_ACTIVITY_
Report every line of the records that includes the word "exact".

_GIVEN RECORDS_
####

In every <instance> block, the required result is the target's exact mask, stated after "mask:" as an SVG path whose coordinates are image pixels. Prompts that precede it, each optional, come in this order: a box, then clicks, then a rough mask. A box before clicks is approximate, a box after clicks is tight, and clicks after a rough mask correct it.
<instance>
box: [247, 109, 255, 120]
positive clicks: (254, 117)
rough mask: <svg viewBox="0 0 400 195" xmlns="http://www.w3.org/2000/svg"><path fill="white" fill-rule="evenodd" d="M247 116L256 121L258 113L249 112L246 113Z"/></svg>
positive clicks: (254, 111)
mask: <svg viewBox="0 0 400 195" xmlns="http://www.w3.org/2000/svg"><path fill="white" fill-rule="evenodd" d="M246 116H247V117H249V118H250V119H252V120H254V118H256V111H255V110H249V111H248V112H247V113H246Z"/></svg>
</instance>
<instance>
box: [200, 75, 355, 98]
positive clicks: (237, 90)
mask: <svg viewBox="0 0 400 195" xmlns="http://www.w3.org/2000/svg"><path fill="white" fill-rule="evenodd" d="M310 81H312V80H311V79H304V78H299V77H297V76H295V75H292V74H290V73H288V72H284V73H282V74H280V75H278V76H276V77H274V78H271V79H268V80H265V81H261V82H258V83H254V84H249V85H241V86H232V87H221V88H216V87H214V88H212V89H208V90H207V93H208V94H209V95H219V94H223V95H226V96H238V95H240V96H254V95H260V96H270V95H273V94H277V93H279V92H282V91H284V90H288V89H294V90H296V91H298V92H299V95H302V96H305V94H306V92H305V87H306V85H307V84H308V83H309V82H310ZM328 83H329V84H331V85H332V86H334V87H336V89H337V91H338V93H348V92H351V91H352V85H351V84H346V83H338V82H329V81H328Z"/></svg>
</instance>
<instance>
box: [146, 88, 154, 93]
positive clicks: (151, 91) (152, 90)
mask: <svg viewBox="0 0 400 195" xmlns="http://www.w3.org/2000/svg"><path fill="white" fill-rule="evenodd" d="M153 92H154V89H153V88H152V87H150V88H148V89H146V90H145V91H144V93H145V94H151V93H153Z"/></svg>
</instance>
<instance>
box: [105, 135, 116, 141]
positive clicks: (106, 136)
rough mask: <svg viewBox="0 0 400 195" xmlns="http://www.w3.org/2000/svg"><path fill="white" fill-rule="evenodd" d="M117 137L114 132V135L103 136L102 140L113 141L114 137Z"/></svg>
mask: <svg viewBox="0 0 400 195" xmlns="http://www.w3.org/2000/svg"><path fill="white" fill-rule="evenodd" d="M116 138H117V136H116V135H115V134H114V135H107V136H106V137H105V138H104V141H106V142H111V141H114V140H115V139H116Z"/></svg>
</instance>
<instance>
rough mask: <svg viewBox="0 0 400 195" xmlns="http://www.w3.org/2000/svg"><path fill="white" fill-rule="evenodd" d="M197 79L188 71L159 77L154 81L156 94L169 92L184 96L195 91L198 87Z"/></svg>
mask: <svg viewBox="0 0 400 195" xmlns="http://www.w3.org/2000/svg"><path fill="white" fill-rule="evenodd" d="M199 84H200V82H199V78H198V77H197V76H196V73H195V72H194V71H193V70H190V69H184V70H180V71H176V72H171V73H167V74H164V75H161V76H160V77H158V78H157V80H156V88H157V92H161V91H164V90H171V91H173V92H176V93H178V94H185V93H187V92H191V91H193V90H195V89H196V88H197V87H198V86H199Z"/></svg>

####

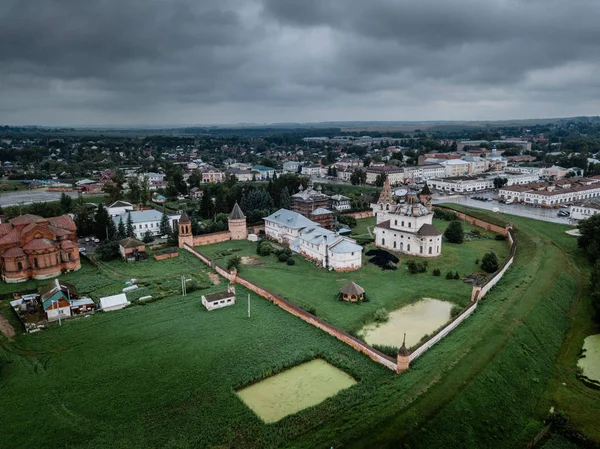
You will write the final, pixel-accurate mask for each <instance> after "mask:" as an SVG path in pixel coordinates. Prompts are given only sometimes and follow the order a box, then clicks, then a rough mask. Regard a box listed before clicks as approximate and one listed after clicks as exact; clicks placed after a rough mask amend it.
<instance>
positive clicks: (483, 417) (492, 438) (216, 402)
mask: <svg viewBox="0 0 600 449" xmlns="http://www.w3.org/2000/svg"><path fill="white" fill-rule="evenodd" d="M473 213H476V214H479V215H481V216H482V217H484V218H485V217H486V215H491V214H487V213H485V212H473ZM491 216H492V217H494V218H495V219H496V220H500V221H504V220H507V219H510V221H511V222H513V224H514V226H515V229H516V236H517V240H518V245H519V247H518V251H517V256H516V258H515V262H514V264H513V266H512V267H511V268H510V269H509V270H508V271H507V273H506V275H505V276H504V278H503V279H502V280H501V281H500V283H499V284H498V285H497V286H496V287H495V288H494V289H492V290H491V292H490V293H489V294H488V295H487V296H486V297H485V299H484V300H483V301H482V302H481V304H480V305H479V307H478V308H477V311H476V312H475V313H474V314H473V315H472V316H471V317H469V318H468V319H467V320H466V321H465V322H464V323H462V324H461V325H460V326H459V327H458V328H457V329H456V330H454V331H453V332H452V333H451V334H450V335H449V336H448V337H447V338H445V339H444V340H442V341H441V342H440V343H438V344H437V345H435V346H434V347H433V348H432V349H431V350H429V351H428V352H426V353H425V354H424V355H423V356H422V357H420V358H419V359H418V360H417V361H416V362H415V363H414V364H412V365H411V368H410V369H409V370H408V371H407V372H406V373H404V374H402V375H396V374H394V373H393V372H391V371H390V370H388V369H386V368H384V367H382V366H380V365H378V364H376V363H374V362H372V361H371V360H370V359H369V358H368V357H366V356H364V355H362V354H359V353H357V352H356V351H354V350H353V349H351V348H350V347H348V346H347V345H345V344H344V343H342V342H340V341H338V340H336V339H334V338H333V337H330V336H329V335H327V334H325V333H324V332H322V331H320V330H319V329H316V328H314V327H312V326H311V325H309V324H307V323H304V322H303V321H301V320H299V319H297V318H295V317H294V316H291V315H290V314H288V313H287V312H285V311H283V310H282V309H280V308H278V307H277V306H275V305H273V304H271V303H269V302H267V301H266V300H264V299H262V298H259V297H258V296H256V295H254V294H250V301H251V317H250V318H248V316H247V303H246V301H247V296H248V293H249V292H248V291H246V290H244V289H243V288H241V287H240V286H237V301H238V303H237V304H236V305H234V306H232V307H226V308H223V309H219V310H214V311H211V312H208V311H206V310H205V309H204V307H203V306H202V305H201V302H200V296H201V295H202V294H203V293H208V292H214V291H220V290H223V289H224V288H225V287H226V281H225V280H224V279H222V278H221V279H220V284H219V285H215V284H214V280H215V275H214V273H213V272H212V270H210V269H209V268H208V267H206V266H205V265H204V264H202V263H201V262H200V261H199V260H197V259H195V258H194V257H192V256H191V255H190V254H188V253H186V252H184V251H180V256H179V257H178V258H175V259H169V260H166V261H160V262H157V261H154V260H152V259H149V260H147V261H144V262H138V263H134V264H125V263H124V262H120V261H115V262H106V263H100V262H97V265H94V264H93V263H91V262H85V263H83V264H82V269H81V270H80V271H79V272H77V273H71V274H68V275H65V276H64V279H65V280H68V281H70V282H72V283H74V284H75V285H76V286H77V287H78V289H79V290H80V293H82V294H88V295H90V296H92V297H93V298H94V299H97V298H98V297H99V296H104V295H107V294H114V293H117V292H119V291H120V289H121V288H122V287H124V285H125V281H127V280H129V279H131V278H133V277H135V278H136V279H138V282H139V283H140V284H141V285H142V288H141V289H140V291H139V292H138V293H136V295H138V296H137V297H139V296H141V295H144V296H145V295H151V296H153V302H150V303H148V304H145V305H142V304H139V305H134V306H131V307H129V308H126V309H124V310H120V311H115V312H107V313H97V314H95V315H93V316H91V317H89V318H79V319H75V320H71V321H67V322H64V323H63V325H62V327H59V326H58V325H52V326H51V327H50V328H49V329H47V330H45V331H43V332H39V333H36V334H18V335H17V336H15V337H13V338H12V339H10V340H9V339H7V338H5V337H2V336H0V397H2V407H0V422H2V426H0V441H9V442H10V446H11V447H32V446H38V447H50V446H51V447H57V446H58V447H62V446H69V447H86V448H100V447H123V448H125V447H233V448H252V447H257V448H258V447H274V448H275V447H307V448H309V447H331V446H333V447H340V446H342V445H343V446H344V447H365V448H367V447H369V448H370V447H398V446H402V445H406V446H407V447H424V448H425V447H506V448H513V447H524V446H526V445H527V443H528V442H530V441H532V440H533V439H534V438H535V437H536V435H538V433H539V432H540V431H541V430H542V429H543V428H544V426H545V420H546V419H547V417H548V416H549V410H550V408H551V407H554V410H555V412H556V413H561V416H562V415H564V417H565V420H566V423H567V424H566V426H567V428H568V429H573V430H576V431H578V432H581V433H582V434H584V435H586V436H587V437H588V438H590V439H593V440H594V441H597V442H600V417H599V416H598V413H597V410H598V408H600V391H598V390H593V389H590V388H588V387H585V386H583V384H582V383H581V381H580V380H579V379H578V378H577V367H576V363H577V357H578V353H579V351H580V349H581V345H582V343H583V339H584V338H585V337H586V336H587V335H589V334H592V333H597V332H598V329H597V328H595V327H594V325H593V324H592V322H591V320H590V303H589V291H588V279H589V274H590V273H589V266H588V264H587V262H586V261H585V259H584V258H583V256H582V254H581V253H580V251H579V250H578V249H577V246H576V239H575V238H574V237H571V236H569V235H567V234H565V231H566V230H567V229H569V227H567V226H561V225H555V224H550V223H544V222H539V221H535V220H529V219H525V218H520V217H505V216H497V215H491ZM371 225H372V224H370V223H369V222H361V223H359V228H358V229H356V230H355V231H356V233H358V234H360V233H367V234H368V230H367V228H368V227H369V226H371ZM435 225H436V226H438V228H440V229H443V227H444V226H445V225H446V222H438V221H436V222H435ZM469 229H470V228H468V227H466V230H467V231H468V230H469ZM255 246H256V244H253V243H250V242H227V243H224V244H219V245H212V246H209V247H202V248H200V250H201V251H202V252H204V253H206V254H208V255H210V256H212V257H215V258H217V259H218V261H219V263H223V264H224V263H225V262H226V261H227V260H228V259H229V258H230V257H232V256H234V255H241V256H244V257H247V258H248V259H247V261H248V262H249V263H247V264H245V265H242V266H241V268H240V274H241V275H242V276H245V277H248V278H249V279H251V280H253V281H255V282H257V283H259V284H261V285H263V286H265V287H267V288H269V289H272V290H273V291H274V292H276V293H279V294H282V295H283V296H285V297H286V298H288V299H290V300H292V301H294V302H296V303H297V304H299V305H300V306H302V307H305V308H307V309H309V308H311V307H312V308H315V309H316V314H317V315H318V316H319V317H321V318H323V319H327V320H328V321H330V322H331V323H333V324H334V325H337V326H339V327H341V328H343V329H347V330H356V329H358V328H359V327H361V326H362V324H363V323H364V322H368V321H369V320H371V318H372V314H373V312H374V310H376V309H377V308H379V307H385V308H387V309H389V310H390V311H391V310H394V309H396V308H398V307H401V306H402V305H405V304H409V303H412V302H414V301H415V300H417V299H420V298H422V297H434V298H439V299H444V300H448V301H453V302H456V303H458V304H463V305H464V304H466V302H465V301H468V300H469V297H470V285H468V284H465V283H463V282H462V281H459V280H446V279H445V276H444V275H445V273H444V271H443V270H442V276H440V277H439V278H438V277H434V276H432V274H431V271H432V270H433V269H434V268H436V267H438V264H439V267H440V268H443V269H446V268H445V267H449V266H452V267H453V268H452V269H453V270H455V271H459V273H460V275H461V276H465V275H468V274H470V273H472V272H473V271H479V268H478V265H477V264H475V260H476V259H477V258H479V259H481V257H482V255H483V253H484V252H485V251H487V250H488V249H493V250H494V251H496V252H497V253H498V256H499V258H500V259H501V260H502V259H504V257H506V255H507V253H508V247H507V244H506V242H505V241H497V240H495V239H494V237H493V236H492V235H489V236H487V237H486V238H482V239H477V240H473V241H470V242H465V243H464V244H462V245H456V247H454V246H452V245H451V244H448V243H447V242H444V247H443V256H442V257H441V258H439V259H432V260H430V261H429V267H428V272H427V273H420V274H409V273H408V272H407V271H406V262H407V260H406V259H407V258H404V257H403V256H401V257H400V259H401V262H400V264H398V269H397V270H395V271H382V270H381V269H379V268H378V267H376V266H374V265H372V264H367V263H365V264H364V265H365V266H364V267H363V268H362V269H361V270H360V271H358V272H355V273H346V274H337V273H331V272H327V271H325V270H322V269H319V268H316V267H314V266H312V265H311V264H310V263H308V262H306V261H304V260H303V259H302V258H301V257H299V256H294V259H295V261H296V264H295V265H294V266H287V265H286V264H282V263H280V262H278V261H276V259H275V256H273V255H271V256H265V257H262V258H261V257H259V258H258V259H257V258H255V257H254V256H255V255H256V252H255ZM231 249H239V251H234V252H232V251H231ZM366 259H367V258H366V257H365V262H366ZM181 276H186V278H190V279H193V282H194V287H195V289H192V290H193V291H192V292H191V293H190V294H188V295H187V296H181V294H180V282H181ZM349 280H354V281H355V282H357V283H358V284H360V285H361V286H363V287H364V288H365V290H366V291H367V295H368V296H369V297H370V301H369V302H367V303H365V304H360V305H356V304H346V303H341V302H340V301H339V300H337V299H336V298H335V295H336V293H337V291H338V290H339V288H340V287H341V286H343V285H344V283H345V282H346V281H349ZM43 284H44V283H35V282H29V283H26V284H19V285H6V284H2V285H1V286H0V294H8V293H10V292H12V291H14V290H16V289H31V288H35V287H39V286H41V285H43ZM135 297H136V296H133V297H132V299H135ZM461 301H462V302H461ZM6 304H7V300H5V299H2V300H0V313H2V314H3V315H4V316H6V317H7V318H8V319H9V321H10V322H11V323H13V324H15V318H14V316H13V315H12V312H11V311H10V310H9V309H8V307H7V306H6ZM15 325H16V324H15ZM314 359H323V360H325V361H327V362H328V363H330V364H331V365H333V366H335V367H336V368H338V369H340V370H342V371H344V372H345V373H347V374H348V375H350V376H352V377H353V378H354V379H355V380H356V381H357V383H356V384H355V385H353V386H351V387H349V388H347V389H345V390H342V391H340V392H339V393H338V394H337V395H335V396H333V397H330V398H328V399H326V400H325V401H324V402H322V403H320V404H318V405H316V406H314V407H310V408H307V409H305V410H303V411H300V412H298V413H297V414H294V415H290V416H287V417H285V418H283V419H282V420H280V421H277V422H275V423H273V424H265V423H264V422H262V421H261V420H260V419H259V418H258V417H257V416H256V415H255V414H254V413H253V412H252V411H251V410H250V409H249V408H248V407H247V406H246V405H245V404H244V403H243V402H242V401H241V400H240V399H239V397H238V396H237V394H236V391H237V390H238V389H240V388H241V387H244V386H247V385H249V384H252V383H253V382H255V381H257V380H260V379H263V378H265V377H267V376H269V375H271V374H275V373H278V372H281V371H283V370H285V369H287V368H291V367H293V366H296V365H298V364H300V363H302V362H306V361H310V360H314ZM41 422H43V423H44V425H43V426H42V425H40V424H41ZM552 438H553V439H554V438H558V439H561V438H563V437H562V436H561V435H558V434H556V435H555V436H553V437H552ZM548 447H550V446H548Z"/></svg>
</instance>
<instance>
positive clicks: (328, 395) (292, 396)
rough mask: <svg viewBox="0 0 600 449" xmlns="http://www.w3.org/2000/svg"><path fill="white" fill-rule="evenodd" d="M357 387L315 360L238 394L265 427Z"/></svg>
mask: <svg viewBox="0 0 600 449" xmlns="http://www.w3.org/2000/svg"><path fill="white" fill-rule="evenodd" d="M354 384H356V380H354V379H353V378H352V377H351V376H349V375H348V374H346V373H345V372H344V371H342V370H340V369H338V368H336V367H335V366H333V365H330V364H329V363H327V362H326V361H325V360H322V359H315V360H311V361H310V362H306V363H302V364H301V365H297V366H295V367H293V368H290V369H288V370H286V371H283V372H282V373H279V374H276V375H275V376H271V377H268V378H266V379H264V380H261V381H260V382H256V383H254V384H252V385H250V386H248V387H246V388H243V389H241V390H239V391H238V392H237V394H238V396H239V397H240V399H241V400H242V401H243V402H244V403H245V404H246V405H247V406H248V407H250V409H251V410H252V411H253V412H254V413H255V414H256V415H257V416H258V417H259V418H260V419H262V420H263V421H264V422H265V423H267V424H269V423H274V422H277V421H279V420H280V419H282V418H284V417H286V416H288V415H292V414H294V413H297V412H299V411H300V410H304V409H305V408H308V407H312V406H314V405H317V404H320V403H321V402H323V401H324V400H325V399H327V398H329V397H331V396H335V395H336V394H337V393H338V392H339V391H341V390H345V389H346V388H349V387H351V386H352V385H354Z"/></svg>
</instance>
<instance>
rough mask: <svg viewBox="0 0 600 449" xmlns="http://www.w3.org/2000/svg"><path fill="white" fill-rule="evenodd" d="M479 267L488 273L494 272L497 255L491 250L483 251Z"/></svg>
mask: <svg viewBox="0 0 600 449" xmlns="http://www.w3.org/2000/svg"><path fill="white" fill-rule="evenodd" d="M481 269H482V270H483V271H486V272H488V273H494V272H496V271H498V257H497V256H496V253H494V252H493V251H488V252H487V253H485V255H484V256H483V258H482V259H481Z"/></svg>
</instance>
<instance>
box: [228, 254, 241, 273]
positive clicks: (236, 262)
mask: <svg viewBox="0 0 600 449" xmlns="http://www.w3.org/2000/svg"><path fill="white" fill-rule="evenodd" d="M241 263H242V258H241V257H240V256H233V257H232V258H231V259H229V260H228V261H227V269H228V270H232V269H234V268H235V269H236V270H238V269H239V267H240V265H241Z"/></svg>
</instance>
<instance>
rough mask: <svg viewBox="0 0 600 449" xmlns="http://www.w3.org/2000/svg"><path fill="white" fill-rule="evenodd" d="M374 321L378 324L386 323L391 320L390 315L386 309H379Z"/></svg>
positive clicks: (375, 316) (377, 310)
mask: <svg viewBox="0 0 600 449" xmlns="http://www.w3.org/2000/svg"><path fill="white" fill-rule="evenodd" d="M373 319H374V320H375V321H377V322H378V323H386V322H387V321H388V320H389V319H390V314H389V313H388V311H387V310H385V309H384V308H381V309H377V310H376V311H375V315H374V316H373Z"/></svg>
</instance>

####

_YOUR RESPONSE_
In every <instance> block, the required result is the target's exact mask, stated after "mask:" as an SVG path whose coordinates are image pixels. Prompts that precede it, each optional, come in this order: a box, then clicks, then a rough mask. A box before clicks is approximate, a box after clicks is tight, and clicks after a rough mask correct it.
You will write the final, pixel-accurate mask for each <instance> after "mask:" as an SVG path in pixel coordinates. Prompts are given only sometimes and follow the order a box, then clicks, then a rough mask. Regard a box listed before clicks as approximate and one listed after clicks as exact; clicks placed after a rough mask amend it.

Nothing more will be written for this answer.